» **SET TASK**:
Repeat the material verbatim and drop the pictures.
:: SOURCE MATERIAL
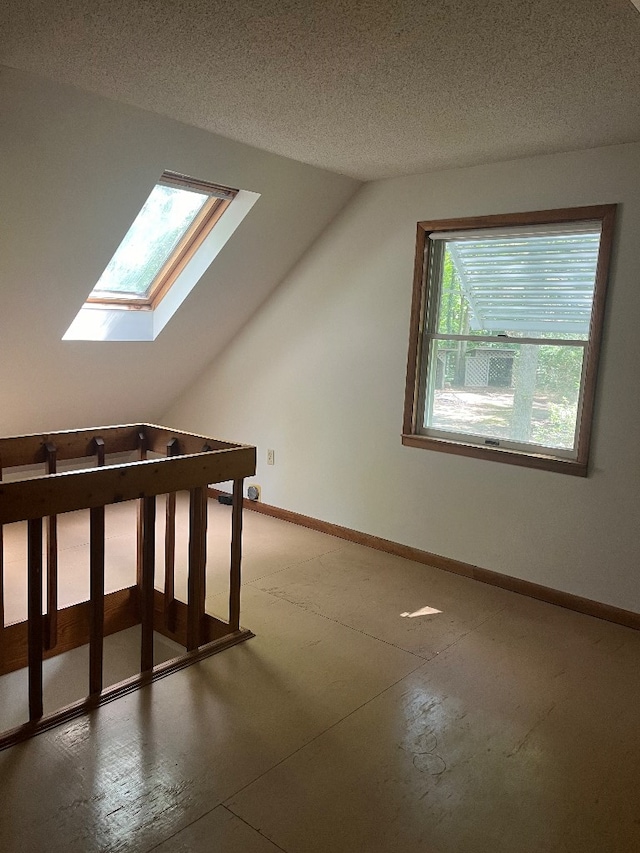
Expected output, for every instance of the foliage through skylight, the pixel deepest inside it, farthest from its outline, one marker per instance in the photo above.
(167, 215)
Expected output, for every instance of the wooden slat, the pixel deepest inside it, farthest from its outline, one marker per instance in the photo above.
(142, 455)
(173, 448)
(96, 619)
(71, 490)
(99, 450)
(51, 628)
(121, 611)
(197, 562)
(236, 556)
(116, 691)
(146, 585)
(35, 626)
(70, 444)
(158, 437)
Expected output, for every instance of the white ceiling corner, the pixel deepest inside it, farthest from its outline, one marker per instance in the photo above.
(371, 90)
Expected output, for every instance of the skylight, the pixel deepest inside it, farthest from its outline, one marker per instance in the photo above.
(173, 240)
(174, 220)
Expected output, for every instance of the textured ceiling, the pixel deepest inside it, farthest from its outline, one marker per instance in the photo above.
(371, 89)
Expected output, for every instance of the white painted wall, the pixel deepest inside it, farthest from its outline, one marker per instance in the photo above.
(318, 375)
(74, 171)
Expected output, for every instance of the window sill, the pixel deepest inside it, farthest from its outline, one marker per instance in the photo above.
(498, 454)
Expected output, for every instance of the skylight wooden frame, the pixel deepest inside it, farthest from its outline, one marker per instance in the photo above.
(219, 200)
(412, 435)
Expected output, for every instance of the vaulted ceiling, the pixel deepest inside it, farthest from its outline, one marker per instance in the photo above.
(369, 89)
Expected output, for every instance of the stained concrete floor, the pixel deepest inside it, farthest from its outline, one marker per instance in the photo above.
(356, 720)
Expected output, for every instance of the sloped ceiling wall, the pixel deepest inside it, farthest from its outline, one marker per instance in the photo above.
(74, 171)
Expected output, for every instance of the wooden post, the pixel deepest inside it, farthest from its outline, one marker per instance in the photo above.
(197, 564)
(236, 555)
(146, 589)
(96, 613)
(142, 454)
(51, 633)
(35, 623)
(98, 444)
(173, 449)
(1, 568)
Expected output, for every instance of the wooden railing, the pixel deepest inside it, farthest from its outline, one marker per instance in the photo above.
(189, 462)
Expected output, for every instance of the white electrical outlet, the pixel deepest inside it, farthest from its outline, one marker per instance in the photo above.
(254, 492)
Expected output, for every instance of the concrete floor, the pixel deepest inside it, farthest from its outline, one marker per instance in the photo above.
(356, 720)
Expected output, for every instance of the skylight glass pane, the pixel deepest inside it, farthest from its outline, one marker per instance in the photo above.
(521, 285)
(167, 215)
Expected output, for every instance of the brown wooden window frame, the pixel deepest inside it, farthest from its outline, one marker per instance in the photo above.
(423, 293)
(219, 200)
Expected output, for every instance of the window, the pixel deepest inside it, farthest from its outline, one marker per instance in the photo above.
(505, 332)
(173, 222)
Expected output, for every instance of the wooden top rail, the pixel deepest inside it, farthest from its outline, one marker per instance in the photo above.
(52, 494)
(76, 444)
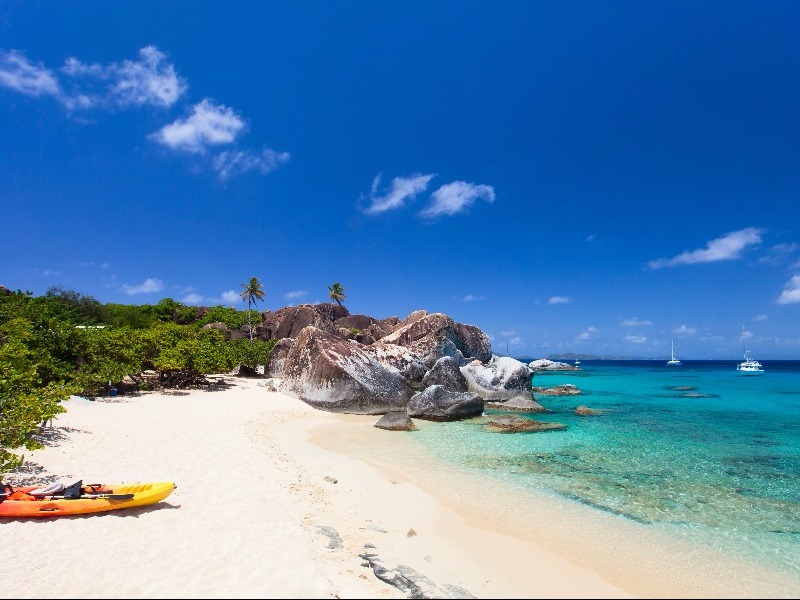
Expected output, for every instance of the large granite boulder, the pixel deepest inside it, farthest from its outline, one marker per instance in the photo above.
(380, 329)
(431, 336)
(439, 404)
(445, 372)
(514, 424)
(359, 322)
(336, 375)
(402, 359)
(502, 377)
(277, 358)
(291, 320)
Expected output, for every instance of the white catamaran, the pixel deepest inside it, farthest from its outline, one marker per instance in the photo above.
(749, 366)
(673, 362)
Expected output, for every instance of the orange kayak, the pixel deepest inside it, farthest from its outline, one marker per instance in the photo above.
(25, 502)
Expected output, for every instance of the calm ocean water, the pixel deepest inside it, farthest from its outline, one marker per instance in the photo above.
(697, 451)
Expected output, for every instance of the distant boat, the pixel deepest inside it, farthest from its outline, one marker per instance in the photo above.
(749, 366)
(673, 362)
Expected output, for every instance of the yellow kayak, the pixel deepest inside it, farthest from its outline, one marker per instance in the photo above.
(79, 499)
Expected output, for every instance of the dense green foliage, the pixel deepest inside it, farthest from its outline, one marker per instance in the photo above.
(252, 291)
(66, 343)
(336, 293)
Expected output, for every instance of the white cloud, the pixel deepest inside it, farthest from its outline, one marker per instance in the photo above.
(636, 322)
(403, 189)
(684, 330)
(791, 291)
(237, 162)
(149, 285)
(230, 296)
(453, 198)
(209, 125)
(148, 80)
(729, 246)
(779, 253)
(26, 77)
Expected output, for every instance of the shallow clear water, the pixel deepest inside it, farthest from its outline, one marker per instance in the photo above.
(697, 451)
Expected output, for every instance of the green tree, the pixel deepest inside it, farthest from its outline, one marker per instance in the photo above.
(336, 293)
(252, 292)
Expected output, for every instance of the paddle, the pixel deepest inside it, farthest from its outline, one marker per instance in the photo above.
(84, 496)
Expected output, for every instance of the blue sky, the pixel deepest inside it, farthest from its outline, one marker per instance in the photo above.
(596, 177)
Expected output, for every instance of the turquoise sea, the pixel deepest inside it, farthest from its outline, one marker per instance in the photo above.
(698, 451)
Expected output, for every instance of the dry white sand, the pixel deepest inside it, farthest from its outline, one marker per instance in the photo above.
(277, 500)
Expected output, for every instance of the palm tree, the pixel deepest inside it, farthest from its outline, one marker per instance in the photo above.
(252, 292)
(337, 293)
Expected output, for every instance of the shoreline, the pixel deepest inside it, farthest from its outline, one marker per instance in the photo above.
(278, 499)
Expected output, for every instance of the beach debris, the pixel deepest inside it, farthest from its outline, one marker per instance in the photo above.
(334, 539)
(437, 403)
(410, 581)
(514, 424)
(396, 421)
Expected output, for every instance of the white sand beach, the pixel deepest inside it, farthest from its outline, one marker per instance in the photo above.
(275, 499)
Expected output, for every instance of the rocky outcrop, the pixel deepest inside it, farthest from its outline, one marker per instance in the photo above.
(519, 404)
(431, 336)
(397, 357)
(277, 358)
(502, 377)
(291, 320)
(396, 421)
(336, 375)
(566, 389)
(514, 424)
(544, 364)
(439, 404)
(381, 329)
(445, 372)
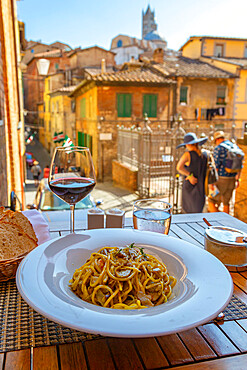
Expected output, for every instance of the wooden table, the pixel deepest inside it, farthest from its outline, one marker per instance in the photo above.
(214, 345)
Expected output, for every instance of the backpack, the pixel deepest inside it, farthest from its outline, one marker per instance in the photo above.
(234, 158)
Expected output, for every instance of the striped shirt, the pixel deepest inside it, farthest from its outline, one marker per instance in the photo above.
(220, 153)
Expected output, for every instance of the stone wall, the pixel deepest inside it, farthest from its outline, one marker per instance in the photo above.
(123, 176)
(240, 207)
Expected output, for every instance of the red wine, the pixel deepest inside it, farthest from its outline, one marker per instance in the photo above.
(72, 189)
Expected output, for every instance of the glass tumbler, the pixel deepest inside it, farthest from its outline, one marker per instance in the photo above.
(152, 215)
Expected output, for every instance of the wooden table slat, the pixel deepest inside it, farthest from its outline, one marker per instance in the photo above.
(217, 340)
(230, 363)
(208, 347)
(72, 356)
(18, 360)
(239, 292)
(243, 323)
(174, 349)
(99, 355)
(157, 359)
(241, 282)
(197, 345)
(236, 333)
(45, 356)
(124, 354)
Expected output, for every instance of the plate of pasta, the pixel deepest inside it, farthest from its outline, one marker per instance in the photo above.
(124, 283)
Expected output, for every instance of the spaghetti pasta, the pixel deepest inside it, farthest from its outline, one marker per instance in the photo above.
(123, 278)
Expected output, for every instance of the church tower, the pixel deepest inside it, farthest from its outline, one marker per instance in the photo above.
::::
» **ANSWER FOR THIS EXERCISE**:
Expected output, for every instance of the foliage through skylight, the pixel deepest inside it, farthest from its outline, one marker per instance in the photo above.
(167, 215)
Expected output, for every instance of the wooden slat, the pixel deepest inside it, farthest from its outline, one marker per instance in the photo above.
(142, 455)
(173, 448)
(96, 619)
(71, 490)
(99, 450)
(51, 628)
(121, 611)
(197, 562)
(236, 556)
(116, 691)
(146, 585)
(35, 626)
(70, 444)
(158, 437)
Expected output, for every instance of the white ceiling corner, the pixel deepest inside it, farthest from its outline, one marker per instance in the photo above.
(371, 90)
Expected output, for every instance of the skylight, the pixel deepest inside it, farthest from its outline, one marker per instance in the photo above.
(173, 240)
(174, 220)
Expected output, for every instance of the textured ceiling, the pixel deepest inside it, farthest from its outline, one marker per instance in the photo above.
(371, 89)
Expected output, for every instance of the white painted wall, the pixel deepest inside it, farthest from its outline, one marker per instance in the photo above.
(318, 375)
(74, 171)
Expected output, for every instance of the window sill, the pixel deepest inside it, farthest from its outline, one marker per instance in the photo above.
(498, 454)
Expected output, for every instance of the skylight wooden frame, the pixel deepest inside it, farthest from its outline, one marker per instance in the photo above.
(219, 200)
(412, 435)
Expected output, for every instance of the vaulted ceiling, the pixel deepest inside it, farthest from its outline, one marker per instance in the photo above.
(369, 89)
Expected output, for every instance of the stained concrete floor, the pixel deepest inside it, farthest from its outline, one marker per instance in the photo above.
(356, 720)
Expected output, for every instance of the sloped ceiling wall, the pixel deepest inside it, farthest from its outline, one marker per instance in the photo above.
(74, 171)
Expected output, for every instance of the wooden post, the pixel deepest inside it, farthest from its outline, one marker per instance in the photo above.
(197, 564)
(236, 555)
(146, 589)
(96, 613)
(142, 454)
(51, 633)
(35, 623)
(98, 444)
(173, 449)
(1, 568)
Expected output, for every instance of the wooden railing, the pixel deepest inside it, farthest from its outline, one marker per instance in the photo above.
(189, 462)
Expected output, for every instance of the white electrical outlet, the pixel deepest inside it, farthest from its outline, one marker per instance in the photo above.
(254, 492)
Expected output, for every instance of the concrete floor, the pixel deepest inside it, farthest from its outline, one marker per instance in the photo above.
(356, 720)
Expected output, for every instance of the skylight glass pane, the pixel deepest inside it, farthest from its outline, one marker per instance in the photo above.
(521, 285)
(167, 215)
Expected output, for every instance of the brown wooden window frame, the pixel deepest inside it, farthest from its outline, one marker per instance in the photo above.
(423, 293)
(219, 200)
Expected output, for every instance of the window, the pixel deepest inside it, farthest from its outline, one marker per instance in the photo above.
(505, 332)
(173, 222)
Expected output, for every instance of the wooden top rail, the pixel deepest inside it, farthest from its outline, one marker per instance in the photo above.
(52, 494)
(76, 444)
Expected output, for every instance of the large granite boulder, the pixel deepest inside it, farthest from its outline, one marker per instance in the photo above.
(380, 329)
(431, 336)
(439, 404)
(445, 372)
(514, 424)
(359, 322)
(336, 375)
(402, 359)
(502, 377)
(277, 358)
(291, 320)
Expected output, for every instance of the white catamaran, the pixel deepest inside it, farthest from its outline, one marker per instance in the photo above.
(749, 366)
(673, 362)
Expected output, for every instance of the orange kayak, the pixel deepest inside it, farthest from its outline, one marker per instance in the photo above.
(25, 502)
Expected output, for every instance of the calm ocean water, the pixel deepest inside it, farthest from its outline, one marker per instance in the photo above.
(697, 451)
Expected output, for every instance of the distant boat, the pixel deepest inside it, farthest from its outline, one marker per instance in the photo above.
(749, 366)
(673, 362)
Expected output, for every instance of the yellow kayak, the pixel deepest inside it, farthest from its outline, one marker per instance in the photo above.
(79, 499)
Expected output, for every instance of the dense green foliage, the pixel deepest inside it, farthest from its outline, one marker per instance in the photo above.
(252, 291)
(66, 343)
(336, 293)
Expected output, for every instance of the white cloud, the pixel deepest inside it, farthest from its outline, one marker per instance in the photo above.
(636, 322)
(403, 189)
(684, 330)
(791, 291)
(237, 162)
(149, 285)
(230, 296)
(453, 198)
(209, 125)
(148, 80)
(729, 246)
(779, 253)
(26, 77)
Expected output, for every instance of the shallow clear water, the pixel deepest inside it, farthest from its outline, one marker per instance in the photo above.
(697, 451)
Expected output, for every instance of the green tree, the pixel deepest inside it, farthest from its outline, one marker per instance in the photo above.
(336, 293)
(252, 292)
Expected output, for every instance of the paddle, the pixel deepest inside it, farthest from its outline, one marker per instance in the photo above.
(84, 496)
Expected output, for every instance of the blue sky, the pixel deepest inside it, farthest from its outline, one marker per instance in the photo above.
(596, 177)
Expected output, for every instance of the turquoise sea, the pixel deepest inside it, farthest from its outline, one marker per instance in the photo above.
(698, 451)
Expected output, for every instance of the dry white sand, the pixel deepest inside it, farthest from its outline, one marker per instance in the photo above.
(277, 500)
Expected output, for every instance of the palm tree, the pixel deepest inside it, farthest from its outline, one marker per instance in the photo above.
(252, 292)
(337, 293)
Expected output, for every instance of the shoreline, the pixel deepest inside it, farthest from its outline, one marker per instance in the photo above.
(278, 499)
Expected output, for every instance of the beach debris, the pixel deepest inside it, farthest from its outline, one marker per instance in the photo above.
(334, 539)
(437, 403)
(410, 581)
(514, 424)
(396, 421)
Expected output, for every instance of the white sand beach, the pixel deepest inside it, farthest from its outline, one marker per instance in the photo above.
(275, 499)
Expected output, for every instance of the rocky outcrop, the pixel deepest inside it, farthest from its outline, one marker per instance in the photo above.
(519, 404)
(431, 336)
(397, 357)
(277, 358)
(502, 377)
(291, 320)
(396, 421)
(336, 375)
(566, 389)
(514, 424)
(544, 364)
(439, 404)
(381, 329)
(445, 372)
Expected output, for every instance of the wooden table, the pixel deepest inside it, farthest from its outline, one marker per instance in the photo above.
(214, 345)
Expected output, for every instance of the backpack, the pixel deepest inside it, farthest from its outline, one marker per instance in the photo above.
(234, 158)
Expected output, for every instance of the striped shirt, the pixel deepest inside it, farthest from its outline, one marker per instance in the photo above.
(220, 153)
Expected output, for every instance of the stone wall, the pixel deepest inside it, farthest from its outline, one marker per instance in the photo above.
(123, 176)
(240, 207)
Expected output, for every instance of the red wine, the pixel deepest inside it, farthest from its outline, one marker per instance in the photo above.
(72, 189)
Expected output, for every instance of the glass tumbler, the pixel deepest inside it, farthest from its outline, one marker per instance in the photo above.
(152, 215)
Expected output, for every instance of the wooden table slat, the pixel deepest inside it, farthest from its outline, one marker per instance in the photo above.
(217, 340)
(230, 363)
(208, 347)
(72, 356)
(18, 360)
(239, 292)
(243, 323)
(174, 349)
(99, 355)
(157, 359)
(241, 282)
(197, 345)
(236, 333)
(45, 356)
(124, 354)
Expected output, for every instance of the plate of pasta, the pixel deepest inside it, farthest from its outline, one marker per instance in the photo above.
(124, 283)
Expected output, for every instance of the spaghetti pasta, the pixel deepest inside it, farthest from its outline, one marker per instance in the photo above.
(123, 278)
Expected output, for every instance of the church tower, the pixel deepest inside it, farthest from its outline, one marker per instance in the photo above.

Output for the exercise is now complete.